■ **GIVEN INSTRUCTION 1**:
In the rows from the line with "like [144, 246]." up to and including the last line of the rows, replace "pixel coordinate pair" with "pixel position" and change nothing else; give those lines only.

>> Begin TEXT SEGMENT

The overall algorithm for scikit-learn (sklearn) is:
0. Load Libraries
1. Load data
2. Split Data: use `train_test_split()`
3. Create a classifier/regressor object
4. Call `fit()` (to train the model)
5. Call `predict()` to get the predictions
6. Call a metric function to measure performance

In the cell below, we do steps 0-2:

In [None]:
# Mount your drive
from google.colab import drive
drive.mount('/content/drive')



In [None]:
#classic scikit-learn algorithm

#0. import libraries
import sklearn
import pandas
from sklearn import tree
from sklearn.model_selection import train_test_split
from sklearn import metrics
from sklearn import neighbors

#1. load data
iris_data = pandas.read_csv('/content/drive/MyDrive/CS167Fall22/Datasets/irisData.csv')

#2. split data
predictors = ['sepal length', 'sepal width','petal length', 'petal width']
target = "species"
train_data, test_data, train_sln, test_sln = \
        train_test_split(iris_data[predictors], iris_data[target], test_size = 0.2, random_state=41)

In [None]:
#3. Create classifier/regressor object (change these parameters for Exercise #1)
dt = tree.DecisionTreeClassifier(random_state = 0)

#4. Call fit (to train the classification/regression model)
dt.fit(train_data,train_sln)

#5. Call predict to generate predictions
iris_predictions = dt.predict(test_data)

#6. Call a metric function to measure performance
print("Accuracy:", metrics.accuracy_score(test_sln,iris_predictions))

>> End TEXT SEGMENT

■ **GIVEN INSTRUCTION 2**:
Answer these questions about the scikit-learn text:
(a) Which function does the text name for splitting the data?
(b) What value is passed as test_size when the data is split?
(c) Which classifier object is created in step 3?

>> Begin SOURCE MATERIAL

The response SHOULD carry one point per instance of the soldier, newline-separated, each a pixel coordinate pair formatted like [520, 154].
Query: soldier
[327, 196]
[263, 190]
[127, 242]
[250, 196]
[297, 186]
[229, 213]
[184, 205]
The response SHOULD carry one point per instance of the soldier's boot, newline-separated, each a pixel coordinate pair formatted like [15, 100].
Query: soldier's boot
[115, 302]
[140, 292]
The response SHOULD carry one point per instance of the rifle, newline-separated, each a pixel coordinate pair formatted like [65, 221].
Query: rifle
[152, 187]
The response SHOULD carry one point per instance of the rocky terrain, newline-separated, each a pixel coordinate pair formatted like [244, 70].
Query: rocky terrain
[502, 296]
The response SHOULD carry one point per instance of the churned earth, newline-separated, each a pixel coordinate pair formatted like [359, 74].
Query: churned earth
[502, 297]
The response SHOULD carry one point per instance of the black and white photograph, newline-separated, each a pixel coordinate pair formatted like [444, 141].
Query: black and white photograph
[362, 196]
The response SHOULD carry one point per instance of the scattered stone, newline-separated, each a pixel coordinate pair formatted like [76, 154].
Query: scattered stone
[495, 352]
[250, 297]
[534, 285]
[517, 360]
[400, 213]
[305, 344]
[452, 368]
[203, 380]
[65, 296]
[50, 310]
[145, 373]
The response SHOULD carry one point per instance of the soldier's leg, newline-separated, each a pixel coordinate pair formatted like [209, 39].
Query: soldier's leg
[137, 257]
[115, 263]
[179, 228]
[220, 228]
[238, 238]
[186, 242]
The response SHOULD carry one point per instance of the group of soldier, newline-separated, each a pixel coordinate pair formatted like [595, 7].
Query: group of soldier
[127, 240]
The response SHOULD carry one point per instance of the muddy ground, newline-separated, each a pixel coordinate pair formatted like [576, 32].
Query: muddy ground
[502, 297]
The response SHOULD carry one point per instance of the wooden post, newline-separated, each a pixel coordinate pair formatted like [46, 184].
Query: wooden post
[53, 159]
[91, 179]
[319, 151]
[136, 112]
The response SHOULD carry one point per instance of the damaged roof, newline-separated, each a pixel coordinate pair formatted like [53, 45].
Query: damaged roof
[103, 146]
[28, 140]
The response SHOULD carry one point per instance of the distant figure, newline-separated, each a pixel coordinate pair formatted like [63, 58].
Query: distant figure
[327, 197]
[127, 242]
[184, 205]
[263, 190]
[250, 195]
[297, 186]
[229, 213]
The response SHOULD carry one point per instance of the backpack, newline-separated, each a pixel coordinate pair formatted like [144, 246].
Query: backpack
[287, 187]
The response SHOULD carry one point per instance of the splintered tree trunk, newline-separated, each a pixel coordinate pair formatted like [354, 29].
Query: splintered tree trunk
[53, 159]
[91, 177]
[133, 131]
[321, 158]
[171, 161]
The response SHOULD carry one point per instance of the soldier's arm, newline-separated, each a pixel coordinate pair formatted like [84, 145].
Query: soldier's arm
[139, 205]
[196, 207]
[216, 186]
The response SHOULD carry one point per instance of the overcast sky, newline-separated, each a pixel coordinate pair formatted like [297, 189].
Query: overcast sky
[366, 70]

>> End SOURCE MATERIAL

■ **SOLUTION 1**:
The response SHOULD carry one point per instance of the backpack, newline-separated, each a pixel position formatted like [144, 246].
Query: backpack
[287, 187]
The response SHOULD carry one point per instance of the splintered tree trunk, newline-separated, each a pixel position formatted like [354, 29].
Query: splintered tree trunk
[53, 159]
[91, 177]
[133, 131]
[321, 158]
[171, 161]
The response SHOULD carry one point per instance of the soldier's arm, newline-separated, each a pixel position formatted like [84, 145].
Query: soldier's arm
[139, 205]
[196, 207]
[216, 186]
The response SHOULD carry one point per instance of the overcast sky, newline-separated, each a pixel position formatted like [297, 189].
Query: overcast sky
[366, 70]

■ **SOLUTION 2**:
(a) `train_test_split()`
(b) 0.2
(c) `tree.DecisionTreeClassifier(random_state = 0)`